**STATED PROBLEM A:** Collect every row below that contains the string "bracelet", matching case exactly.

**TEXT TO READ:**
— BEGIN —

4. The Board then filed an appeal in this Court, which came up for hearing before a learned single Judge, who held that the bye-laws were duly made; but being of opinion that it would be most unjust and inequitable if the Municipal Board was allowed to charge a fee for projections which were in existence before the bye-law itself was passed, the appeal was dismissed. An appeal under the Letters Patent was then filed by the Board and during the hearing of that appeal before a Division Bench reliance was placed upon a decision of this Court in Notified Area Committee, Deoria v. Sukhdeo Das, 1947 A. L. J. 177 which was decided by a bench of two learned Judges of this Court. In that case it was held that under Section 293, Municipalities Act, the Notified Area Committee or the Municipal Board could levy fee in respect of projections which were already existing at the date when the bye-laws in question were made. As there was some doubt about the correctness of the decision of the case just mentioned the question aforesaid was referred to the Full Bench.

5. Section 293, Municipalities Act is in these terms:

'Fees for use, otherwise than, under a lease, of municipal property --(1) The board may charge fees to be fixed by bye law or public auction or by agreement for the use or occupation (otherwise than under a lease) of any immovable properly vested in, or entrusted to the management of, the board, including any public street or place of which it allows the use or occupation whether by allowing a projection thereon or otherwise.

(2) Such fees may either be levied along with the fee charged under Section 294 for the sanction, licence or permission or may be recovered in the manner provided by Chap. VI '

6. The answer to the question referred to the Fall Bench depends upon the interpretation to be placed on the expression 'allows the use or occupation whether by allowing a projection thereon or otherwise. Section 178, Municipalities Act requires every person residing within municipal limits to give to the municipal board notice of his intention to erect a building or make a wall. Section 209 of the Act empowers the board to sanction projections over streets and drains. It lays down:

'(1) Subject to any rules made by the Provincial Government prescribing the conditions for the sanction by a board of projections over streets or drains, a board may give written permission, where provision is made by the bye-law for the giving of such permission --

(a) to the owners or occupiers of buildings in or on streets to erect or re-erect open verandahs, balconies, or rooms, to project over the street from any upper storey thereof, at such height from the surface of the street, and to such an extent beyond the line of the plinth or basement wall as are prescribed in such bye laws; and

(b) to the owner or occupier of any building or land to erect or re-erect any projection or structure so as to overhang, project into, or encroach on or over a drain in a street to such conditions, as or in like manner prescribed.

(2) In giving permission, under Clause (a) of Sub-section (1), a board may prescribe the extent to which, and the conditions under which any roofs, eaves, weather-boards, shop-boards and the like may be allowed to project over such streets.'

7. In this case it appears that no condition whatsoever was attached when the plaintiff was allowed to make the projection in his house. The existence of a projection overhanging in the open space above the street is, however, admitted. It is also admitted that when the projection was made there was no bye law levying any fee on such projections.

— END —

**STATED PROBLEM B:** Reproduce the passage on municipal projection fees above, word for word, between "(a) to the owners" and "like manner prescribed.", inclusive.

**TASK INPUTS:**
— BEGIN —

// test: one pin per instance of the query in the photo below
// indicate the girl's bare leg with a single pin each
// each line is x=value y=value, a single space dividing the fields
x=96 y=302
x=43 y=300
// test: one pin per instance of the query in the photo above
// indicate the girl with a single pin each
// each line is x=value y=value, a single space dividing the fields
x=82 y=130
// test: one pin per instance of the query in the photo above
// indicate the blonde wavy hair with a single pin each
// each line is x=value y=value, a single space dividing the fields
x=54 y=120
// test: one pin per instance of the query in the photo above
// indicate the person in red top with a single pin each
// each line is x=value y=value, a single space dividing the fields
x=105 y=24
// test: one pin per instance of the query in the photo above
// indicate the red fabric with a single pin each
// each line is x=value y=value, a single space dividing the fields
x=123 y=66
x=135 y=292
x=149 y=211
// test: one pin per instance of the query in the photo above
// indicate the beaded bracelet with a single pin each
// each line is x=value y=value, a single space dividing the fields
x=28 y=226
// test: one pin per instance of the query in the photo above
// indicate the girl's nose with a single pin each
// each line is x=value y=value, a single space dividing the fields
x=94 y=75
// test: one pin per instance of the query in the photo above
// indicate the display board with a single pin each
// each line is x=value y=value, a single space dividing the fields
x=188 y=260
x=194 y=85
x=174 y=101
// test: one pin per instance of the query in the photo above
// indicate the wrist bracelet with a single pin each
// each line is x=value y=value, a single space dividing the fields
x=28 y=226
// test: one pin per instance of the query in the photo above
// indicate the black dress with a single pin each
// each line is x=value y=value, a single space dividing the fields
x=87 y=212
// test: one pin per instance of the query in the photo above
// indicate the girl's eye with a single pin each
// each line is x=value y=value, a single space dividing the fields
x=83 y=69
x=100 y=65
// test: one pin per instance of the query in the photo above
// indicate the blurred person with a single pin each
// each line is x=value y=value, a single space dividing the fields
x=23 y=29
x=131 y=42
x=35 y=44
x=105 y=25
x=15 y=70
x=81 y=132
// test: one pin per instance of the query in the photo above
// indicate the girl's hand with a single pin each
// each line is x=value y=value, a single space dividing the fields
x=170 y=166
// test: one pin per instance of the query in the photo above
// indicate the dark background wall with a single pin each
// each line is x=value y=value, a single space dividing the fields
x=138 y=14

— END —

**FINISHED ANSWER A:**
// indicate the beaded bracelet with a single pin each
// indicate the wrist bracelet with a single pin each

**FINISHED ANSWER B:**
(a) to the owners or occupiers of buildings in or on streets to erect or re-erect open verandahs, balconies, or rooms, to project over the street from any upper storey thereof, at such height from the surface of the street, and to such an extent beyond the line of the plinth or basement wall as are prescribed in such bye laws; and

(b) to the owner or occupier of any building or land to erect or re-erect any projection or structure so as to overhang, project into, or encroach on or over a drain in a street to such conditions, as or in like manner prescribed.